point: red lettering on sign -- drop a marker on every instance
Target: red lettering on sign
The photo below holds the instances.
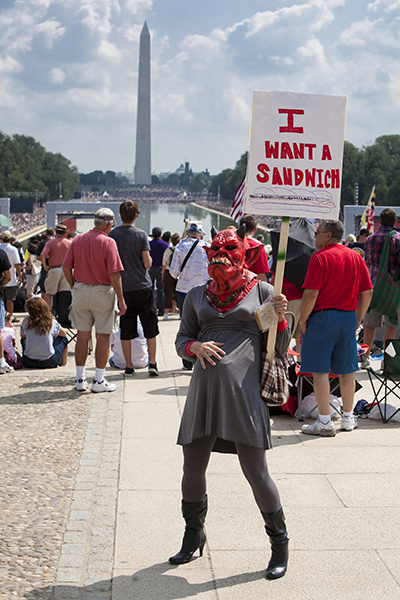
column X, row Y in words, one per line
column 290, row 112
column 327, row 176
column 264, row 177
column 326, row 153
column 310, row 150
column 298, row 150
column 276, row 177
column 287, row 176
column 286, row 151
column 335, row 178
column 271, row 150
column 310, row 177
column 298, row 176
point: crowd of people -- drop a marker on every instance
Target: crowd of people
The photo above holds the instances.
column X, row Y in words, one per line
column 123, row 282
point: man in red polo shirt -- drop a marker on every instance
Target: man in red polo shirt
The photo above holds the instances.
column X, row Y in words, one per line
column 93, row 268
column 337, row 293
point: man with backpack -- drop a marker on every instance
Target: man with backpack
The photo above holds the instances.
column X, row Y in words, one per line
column 190, row 266
column 134, row 250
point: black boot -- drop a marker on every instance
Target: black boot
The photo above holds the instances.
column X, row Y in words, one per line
column 194, row 514
column 276, row 530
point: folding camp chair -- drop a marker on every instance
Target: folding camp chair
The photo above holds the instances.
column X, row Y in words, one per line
column 62, row 304
column 388, row 380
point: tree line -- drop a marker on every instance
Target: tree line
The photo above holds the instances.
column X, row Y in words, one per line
column 26, row 166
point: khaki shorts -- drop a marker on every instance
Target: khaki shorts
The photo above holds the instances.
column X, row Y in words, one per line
column 93, row 305
column 56, row 282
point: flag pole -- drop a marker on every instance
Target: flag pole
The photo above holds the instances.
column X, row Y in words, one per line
column 372, row 195
column 280, row 267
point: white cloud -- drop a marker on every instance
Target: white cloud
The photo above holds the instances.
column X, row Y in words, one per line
column 10, row 65
column 69, row 65
column 57, row 75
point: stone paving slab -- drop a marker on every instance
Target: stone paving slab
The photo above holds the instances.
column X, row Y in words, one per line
column 90, row 498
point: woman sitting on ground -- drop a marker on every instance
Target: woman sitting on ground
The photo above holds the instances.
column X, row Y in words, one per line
column 44, row 341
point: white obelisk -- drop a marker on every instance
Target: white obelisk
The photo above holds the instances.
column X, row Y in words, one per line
column 143, row 128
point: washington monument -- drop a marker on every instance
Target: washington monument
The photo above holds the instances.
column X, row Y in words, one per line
column 143, row 127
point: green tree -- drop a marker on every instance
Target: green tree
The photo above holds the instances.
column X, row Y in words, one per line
column 229, row 180
column 26, row 166
column 199, row 182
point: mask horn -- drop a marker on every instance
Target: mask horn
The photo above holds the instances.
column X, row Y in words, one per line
column 241, row 231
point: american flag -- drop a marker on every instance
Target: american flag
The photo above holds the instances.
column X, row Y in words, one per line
column 367, row 219
column 237, row 203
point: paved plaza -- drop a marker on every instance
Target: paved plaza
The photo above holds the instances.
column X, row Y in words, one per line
column 90, row 497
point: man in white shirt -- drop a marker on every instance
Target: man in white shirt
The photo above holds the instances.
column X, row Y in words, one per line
column 191, row 271
column 11, row 288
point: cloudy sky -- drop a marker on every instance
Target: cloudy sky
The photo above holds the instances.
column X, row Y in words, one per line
column 69, row 72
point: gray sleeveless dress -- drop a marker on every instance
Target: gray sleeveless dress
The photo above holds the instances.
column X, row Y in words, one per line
column 225, row 400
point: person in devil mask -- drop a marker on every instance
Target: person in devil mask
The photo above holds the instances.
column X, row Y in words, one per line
column 224, row 410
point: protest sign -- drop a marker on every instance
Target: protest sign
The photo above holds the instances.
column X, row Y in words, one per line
column 296, row 153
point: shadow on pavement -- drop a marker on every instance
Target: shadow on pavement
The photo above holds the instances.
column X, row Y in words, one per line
column 160, row 581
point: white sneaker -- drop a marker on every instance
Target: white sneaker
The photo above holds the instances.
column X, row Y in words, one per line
column 349, row 423
column 319, row 428
column 81, row 385
column 102, row 386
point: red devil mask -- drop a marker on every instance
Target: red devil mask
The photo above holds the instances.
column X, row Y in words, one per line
column 229, row 256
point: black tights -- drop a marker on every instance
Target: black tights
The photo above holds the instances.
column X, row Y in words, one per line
column 252, row 461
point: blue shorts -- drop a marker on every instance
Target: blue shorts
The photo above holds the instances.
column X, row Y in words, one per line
column 329, row 344
column 2, row 314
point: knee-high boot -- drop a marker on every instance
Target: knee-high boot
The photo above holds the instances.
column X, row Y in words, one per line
column 194, row 537
column 276, row 530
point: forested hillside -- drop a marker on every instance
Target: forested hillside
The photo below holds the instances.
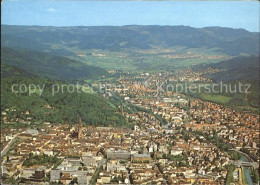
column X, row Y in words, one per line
column 64, row 40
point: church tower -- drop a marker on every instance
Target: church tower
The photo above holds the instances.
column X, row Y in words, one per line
column 80, row 128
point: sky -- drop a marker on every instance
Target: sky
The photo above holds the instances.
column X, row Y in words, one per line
column 234, row 14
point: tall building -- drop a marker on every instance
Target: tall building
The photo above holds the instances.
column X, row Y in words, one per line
column 80, row 128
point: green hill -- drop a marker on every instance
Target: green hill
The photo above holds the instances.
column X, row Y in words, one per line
column 50, row 66
column 63, row 40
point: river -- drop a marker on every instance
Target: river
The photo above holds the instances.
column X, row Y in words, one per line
column 247, row 171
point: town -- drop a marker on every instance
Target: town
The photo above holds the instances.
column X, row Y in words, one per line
column 175, row 139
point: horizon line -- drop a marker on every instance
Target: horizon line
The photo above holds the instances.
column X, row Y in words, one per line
column 131, row 25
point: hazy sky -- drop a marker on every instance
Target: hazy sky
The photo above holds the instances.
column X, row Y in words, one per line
column 235, row 14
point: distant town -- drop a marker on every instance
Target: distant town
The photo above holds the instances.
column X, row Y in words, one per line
column 194, row 142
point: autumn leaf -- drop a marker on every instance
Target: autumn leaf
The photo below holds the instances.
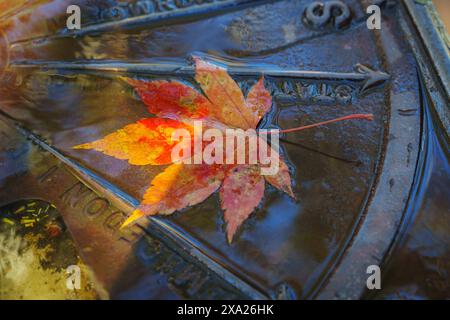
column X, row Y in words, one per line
column 176, row 105
column 149, row 141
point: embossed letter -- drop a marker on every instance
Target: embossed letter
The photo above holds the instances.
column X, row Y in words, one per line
column 374, row 21
column 374, row 280
column 74, row 20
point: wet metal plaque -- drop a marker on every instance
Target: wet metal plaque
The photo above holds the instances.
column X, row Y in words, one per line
column 82, row 90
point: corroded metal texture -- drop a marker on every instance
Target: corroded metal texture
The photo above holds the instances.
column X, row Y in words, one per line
column 353, row 181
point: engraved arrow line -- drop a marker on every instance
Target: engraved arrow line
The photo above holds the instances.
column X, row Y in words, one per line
column 127, row 203
column 367, row 77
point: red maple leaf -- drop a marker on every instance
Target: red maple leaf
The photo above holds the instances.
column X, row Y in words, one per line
column 177, row 105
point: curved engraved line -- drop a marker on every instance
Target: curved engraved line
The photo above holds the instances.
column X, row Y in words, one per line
column 187, row 243
column 153, row 19
column 5, row 39
column 183, row 69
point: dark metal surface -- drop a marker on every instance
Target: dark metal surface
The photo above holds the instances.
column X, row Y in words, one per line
column 353, row 181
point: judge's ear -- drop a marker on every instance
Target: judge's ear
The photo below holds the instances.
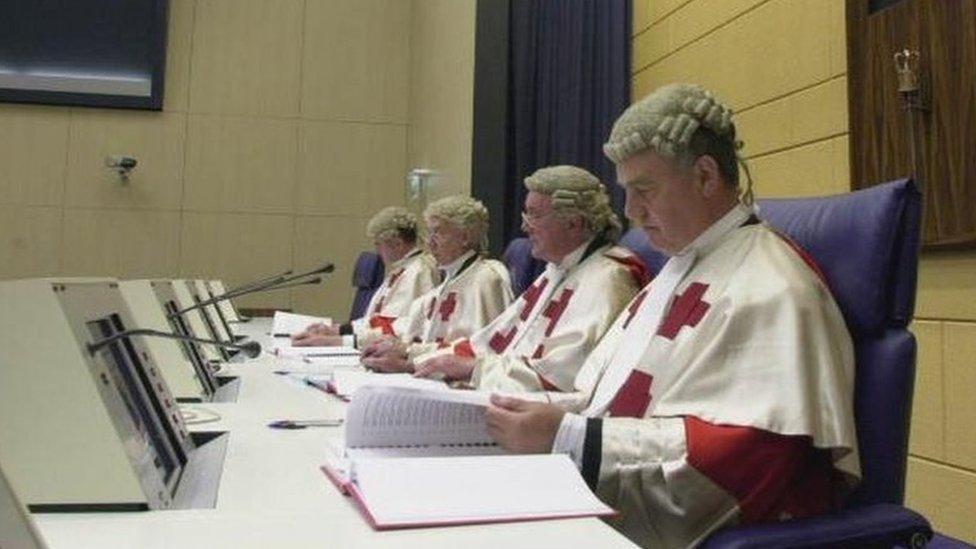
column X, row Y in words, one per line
column 708, row 177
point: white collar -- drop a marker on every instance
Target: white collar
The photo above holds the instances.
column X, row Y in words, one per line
column 732, row 219
column 453, row 267
column 571, row 259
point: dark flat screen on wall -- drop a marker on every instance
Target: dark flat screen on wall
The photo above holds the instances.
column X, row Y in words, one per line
column 101, row 53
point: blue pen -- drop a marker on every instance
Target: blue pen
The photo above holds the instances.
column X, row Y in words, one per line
column 302, row 424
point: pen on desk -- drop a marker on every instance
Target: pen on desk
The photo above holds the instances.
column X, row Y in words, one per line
column 305, row 423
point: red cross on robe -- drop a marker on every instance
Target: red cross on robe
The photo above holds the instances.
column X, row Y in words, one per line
column 447, row 306
column 555, row 309
column 687, row 310
column 531, row 295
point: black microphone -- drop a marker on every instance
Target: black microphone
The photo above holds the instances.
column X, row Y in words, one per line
column 251, row 348
column 286, row 282
column 258, row 282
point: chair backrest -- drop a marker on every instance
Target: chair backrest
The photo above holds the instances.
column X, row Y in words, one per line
column 866, row 243
column 367, row 275
column 522, row 267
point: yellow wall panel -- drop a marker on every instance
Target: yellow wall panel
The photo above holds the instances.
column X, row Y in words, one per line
column 179, row 40
column 120, row 243
column 769, row 43
column 810, row 170
column 33, row 154
column 442, row 93
column 336, row 239
column 29, row 239
column 364, row 75
column 797, row 119
column 155, row 139
column 947, row 286
column 241, row 248
column 246, row 57
column 350, row 167
column 928, row 421
column 237, row 164
column 960, row 381
column 688, row 23
column 946, row 496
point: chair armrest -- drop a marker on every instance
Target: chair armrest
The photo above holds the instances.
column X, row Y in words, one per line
column 879, row 525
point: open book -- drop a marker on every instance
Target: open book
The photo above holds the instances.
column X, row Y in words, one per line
column 417, row 457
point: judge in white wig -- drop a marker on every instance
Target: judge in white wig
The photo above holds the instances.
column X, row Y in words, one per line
column 540, row 341
column 723, row 394
column 473, row 292
column 409, row 274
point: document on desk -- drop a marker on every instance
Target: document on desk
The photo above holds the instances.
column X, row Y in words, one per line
column 413, row 492
column 289, row 324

-.-.-

### Task prompt
Begin at the line of the records above that contains "point: woman sitting" and stop after the line that contains "column 199, row 182". Copy only that stretch, both end lines included, with "white obelisk" swapped for "stone obelisk" and everything else left unchanged.

### Reply
point: woman sitting on ground -- drop a marker on every instance
Target: woman sitting on ground
The photo above holds the instances.
column X, row Y in words, one per line
column 44, row 341
point: stone obelisk -- drop a marker on every instance
Target: stone obelisk
The photo above holds the instances.
column X, row Y in words, one per line
column 143, row 128
point: washington monument -- drop a marker on every instance
Target: washington monument
The photo above holds the instances.
column X, row Y in words, one per line
column 143, row 127
point: green tree -- drop a marker on every instance
Target: green tree
The photo above holds the instances.
column X, row Y in words, one per line
column 229, row 180
column 26, row 166
column 199, row 182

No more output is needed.